Data extracted from a collection:
■ ■ ■
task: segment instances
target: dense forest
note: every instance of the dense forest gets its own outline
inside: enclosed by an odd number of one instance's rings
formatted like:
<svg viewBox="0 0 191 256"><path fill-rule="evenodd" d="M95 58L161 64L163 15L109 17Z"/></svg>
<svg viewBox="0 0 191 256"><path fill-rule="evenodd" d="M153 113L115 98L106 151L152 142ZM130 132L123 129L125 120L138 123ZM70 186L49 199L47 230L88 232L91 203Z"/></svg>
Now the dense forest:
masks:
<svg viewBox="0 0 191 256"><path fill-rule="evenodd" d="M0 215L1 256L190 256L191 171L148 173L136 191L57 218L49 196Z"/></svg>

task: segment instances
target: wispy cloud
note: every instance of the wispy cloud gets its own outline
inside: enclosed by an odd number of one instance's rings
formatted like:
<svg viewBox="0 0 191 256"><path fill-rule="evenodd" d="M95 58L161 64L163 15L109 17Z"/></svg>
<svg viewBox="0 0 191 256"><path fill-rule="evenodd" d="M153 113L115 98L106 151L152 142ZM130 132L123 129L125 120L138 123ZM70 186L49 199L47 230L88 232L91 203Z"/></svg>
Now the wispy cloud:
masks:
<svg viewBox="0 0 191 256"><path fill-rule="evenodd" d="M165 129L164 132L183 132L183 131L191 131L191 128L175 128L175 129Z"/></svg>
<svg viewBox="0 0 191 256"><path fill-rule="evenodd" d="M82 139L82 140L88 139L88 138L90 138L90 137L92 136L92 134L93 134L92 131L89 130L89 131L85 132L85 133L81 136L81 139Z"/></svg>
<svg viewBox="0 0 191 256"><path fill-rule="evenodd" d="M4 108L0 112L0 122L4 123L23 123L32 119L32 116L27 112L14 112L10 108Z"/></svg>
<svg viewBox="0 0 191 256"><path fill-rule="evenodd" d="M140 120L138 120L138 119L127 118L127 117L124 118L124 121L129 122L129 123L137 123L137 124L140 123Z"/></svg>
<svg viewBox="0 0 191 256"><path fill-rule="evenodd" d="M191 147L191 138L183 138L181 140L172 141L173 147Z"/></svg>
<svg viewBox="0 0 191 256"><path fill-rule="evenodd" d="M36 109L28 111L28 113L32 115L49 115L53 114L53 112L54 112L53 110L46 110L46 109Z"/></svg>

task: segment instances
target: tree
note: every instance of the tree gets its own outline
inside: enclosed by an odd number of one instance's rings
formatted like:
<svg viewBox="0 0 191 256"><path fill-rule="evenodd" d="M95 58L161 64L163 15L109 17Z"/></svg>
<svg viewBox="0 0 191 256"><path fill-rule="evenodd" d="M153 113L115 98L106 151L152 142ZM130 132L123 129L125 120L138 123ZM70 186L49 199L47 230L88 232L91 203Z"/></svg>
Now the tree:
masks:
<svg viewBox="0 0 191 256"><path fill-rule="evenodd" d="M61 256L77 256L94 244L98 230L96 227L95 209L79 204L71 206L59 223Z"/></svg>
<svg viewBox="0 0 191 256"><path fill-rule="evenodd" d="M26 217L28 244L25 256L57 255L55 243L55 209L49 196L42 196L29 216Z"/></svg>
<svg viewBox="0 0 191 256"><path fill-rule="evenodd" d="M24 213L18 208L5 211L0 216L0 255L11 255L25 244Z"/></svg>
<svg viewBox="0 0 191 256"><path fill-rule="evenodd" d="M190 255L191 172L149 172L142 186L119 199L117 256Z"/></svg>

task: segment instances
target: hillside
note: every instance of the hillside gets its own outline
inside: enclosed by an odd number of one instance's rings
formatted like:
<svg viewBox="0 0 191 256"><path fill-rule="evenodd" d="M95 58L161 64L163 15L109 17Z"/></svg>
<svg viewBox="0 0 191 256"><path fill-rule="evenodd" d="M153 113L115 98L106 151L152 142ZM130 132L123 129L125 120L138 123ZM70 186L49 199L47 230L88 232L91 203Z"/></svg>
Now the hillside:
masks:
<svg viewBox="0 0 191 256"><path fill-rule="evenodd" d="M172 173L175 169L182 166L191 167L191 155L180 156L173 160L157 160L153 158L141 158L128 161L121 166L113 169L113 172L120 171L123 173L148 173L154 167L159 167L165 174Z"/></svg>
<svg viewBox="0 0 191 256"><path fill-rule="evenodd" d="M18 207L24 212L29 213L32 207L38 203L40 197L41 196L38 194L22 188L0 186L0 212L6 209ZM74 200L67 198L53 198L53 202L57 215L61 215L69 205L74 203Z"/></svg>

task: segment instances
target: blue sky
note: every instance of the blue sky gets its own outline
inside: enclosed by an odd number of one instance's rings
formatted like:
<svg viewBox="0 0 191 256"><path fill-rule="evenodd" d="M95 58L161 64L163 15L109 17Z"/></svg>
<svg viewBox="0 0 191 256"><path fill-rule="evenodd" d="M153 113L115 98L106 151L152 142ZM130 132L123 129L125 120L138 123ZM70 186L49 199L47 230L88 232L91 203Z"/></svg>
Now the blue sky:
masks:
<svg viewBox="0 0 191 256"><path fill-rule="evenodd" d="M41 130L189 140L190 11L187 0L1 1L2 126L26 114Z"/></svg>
■ ■ ■
→ Written instruction
Repeat the listing above verbatim, from its first line up to and including the line that contains "215L1 256L190 256L191".

→ Finished exercise
task: segment instances
target: dense forest
note: every instance of the dense forest gets its own outline
inside: enclosed by an odd number of one instance's rings
formatted like:
<svg viewBox="0 0 191 256"><path fill-rule="evenodd" d="M95 58L161 64L163 15L109 17Z"/></svg>
<svg viewBox="0 0 191 256"><path fill-rule="evenodd" d="M153 113L115 98L106 151L152 142ZM130 132L123 129L125 120L138 123ZM70 186L49 199L47 230L88 232L91 203Z"/></svg>
Now the dense forest:
masks:
<svg viewBox="0 0 191 256"><path fill-rule="evenodd" d="M0 215L1 256L190 256L191 171L148 173L136 191L57 218L49 196Z"/></svg>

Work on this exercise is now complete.